═══ Provided records ═══

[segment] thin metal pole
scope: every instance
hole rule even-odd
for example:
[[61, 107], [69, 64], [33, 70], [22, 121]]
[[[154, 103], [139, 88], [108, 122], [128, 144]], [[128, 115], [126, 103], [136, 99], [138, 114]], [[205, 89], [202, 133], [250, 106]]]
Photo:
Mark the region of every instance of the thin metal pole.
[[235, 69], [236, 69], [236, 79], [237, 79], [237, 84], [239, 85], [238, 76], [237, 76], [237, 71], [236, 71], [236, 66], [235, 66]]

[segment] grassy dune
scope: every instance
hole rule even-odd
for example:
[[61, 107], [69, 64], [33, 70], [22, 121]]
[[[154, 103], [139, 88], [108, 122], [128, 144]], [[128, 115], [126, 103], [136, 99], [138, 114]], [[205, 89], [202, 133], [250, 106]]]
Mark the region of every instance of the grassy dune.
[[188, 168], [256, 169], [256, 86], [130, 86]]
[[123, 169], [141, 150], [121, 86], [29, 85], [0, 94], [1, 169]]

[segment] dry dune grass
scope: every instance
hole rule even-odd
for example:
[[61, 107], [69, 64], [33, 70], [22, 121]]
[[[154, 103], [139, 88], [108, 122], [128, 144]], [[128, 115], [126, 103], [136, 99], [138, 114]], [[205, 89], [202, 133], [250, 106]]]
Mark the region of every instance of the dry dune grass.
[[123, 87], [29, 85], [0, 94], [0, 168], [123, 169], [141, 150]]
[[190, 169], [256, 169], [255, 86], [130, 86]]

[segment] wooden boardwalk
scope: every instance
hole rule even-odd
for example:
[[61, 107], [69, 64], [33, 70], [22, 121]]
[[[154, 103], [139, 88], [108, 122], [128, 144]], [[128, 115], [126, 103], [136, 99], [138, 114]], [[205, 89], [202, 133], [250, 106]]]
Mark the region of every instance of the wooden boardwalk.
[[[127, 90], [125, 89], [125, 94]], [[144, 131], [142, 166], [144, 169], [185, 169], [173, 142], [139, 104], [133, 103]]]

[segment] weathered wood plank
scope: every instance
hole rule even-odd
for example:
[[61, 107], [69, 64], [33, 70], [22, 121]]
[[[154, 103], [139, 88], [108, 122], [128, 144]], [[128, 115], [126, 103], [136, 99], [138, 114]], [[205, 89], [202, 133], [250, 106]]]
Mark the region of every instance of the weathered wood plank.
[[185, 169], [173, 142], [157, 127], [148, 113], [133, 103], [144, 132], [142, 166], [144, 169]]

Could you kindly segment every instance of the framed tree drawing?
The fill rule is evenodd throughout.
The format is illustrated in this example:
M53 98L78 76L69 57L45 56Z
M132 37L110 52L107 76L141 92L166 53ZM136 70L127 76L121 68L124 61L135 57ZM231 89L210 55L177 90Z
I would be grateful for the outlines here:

═══

Arrange all of the data above as a Markdown table with the columns Row and Line. Put each line in its own numbered row and leave out blank lines.

| Row | Line |
|---|---|
| 1 | [segment] thin metal pole |
| 2 | scope: every instance |
| 3 | hole rule even-odd |
| 4 | for example: |
| 5 | [[61, 107], [69, 64], [33, 70], [22, 121]] |
| 6 | [[[154, 103], [139, 88], [108, 122], [128, 144]], [[128, 115], [126, 103], [136, 99], [138, 114]], [[205, 89], [202, 133], [250, 106]]] |
| 7 | Photo: |
| 8 | Mark the region of every instance of the thin metal pole. |
| 9 | [[235, 69], [236, 69], [236, 79], [237, 79], [237, 84], [239, 85], [238, 76], [237, 76], [237, 71], [236, 71], [236, 66], [235, 66]] |
| 10 | [segment] grassy dune |
| 11 | scope: every instance |
| 12 | hole rule even-odd |
| 13 | for example: |
| 14 | [[61, 107], [69, 64], [33, 70], [22, 121]] |
| 15 | [[[154, 103], [139, 88], [108, 122], [128, 144]], [[128, 115], [126, 103], [136, 99], [138, 114]], [[205, 89], [202, 133], [250, 106]]] |
| 16 | Mark the region of every instance of the grassy dune. |
| 17 | [[188, 168], [256, 169], [256, 86], [130, 86]] |
| 18 | [[123, 169], [141, 150], [121, 86], [29, 85], [0, 94], [1, 169]] |
| 19 | [segment] dry dune grass |
| 20 | scope: every instance |
| 21 | hole rule even-odd |
| 22 | for example: |
| 23 | [[61, 107], [69, 64], [33, 70], [22, 121]] |
| 24 | [[[154, 103], [139, 88], [108, 122], [128, 144]], [[128, 115], [126, 103], [136, 99], [138, 114]], [[205, 89], [202, 133], [250, 106]]] |
| 25 | Mark the region of every instance of the dry dune grass. |
| 26 | [[123, 87], [29, 85], [0, 94], [0, 168], [123, 169], [141, 150]] |
| 27 | [[190, 169], [256, 169], [255, 86], [130, 86]] |
| 28 | [segment] wooden boardwalk |
| 29 | scope: every instance |
| 30 | hole rule even-odd |
| 31 | for example: |
| 32 | [[61, 107], [69, 64], [33, 70], [22, 121]] |
| 33 | [[[154, 103], [139, 88], [108, 122], [128, 144]], [[128, 115], [126, 103], [136, 99], [138, 114]], [[205, 89], [202, 133], [250, 106]]] |
| 34 | Mark the region of every instance of the wooden boardwalk. |
| 35 | [[[127, 90], [125, 89], [125, 94]], [[144, 131], [142, 166], [144, 169], [185, 169], [173, 142], [139, 104], [133, 103]]] |
| 36 | [segment] weathered wood plank |
| 37 | scope: every instance |
| 38 | hole rule even-odd |
| 39 | for example: |
| 40 | [[61, 107], [69, 64], [33, 70], [22, 121]] |
| 41 | [[[154, 103], [139, 88], [108, 122], [128, 144]], [[128, 115], [126, 103], [136, 99], [138, 114]], [[205, 89], [202, 133], [250, 106]]] |
| 42 | Mark the region of every instance of the weathered wood plank. |
| 43 | [[185, 169], [173, 142], [157, 127], [148, 113], [133, 103], [144, 132], [142, 166], [144, 169]] |
| 44 | Could you kindly segment every instance of the framed tree drawing? |
| 45 | The fill rule is evenodd throughout. |
| 46 | The format is illustrated in this example: |
| 47 | M53 98L78 76L69 57L45 56Z |
| 48 | M132 37L110 52L107 76L141 92L166 53ZM136 70L127 76L121 68L124 61L135 57ZM231 89L210 55L177 90Z |
| 49 | I would be grateful for the outlines here: |